• 你的目标
请把源文档中的这句话译成英文："所有的映射类型在处理找不到的键的时候, 都会牵扯到 __missing__ 方法"。

• 源文档
● ● ●

所有的映射类型在处理找不到的键的时候, 都会牵扯到 __missing__ 方法

In [39]:
class StrKeyDict0(dict): 
    def __missing__(self, key):
        if isinstance(key, str):  
            raise KeyError(key)
        return self[str(key)]  
    def get(self, key, default=None):
        try:
            return self[key]
        except KeyError:
            return default
        
    def __contains__(self, key):
        # return key in self or str(key) in self  # 使用更Python的写法, 会导致递归调用 __contains__ 
        return key in self.keys() or str(key) in self.keys()  

In [40]:
d = StrKeyDict0([('2', 'two' ), ('4', 'four')])
d['2'], d['4']

('two', 'four')

● ● ●

[数据列表]
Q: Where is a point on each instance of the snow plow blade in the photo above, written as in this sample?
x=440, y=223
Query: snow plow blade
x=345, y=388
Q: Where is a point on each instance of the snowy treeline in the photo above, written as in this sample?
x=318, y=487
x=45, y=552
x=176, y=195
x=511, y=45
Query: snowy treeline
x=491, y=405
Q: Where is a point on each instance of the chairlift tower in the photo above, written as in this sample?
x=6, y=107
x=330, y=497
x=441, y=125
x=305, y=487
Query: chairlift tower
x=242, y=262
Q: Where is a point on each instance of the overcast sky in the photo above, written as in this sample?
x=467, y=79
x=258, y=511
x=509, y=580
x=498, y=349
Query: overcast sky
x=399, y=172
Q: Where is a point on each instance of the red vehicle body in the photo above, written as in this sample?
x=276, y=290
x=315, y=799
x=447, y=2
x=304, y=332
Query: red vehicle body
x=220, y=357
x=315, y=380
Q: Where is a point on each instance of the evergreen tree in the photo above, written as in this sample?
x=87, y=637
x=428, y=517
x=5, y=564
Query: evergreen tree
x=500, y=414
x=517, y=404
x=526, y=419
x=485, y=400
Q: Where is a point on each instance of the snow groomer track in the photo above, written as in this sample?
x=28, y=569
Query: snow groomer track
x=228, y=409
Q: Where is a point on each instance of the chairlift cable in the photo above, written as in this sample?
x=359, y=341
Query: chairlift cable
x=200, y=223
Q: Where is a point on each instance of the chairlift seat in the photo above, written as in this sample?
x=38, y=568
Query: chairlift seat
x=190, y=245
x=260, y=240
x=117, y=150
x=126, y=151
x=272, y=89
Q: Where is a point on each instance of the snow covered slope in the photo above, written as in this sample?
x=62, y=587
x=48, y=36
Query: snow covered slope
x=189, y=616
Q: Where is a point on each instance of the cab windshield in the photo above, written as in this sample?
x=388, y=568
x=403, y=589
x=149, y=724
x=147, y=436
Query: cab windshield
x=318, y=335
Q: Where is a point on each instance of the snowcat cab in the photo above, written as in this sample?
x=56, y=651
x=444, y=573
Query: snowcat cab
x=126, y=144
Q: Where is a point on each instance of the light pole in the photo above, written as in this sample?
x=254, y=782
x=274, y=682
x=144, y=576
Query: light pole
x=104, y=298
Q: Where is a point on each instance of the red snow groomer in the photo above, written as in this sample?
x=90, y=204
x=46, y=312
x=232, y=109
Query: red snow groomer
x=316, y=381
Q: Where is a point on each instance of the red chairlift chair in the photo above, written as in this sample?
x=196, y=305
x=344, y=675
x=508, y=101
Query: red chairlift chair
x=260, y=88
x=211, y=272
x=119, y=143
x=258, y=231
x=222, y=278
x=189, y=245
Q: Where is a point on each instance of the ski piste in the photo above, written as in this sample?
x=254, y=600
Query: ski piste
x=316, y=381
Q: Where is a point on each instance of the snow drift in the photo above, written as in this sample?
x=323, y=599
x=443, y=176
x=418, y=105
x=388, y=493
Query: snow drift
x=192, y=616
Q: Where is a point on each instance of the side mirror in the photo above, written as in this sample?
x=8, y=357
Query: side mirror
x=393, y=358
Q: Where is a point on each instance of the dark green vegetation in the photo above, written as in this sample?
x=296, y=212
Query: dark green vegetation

● ● ●

• 问题解答
All mapping types involve the __missing__ method when handling keys that cannot be found.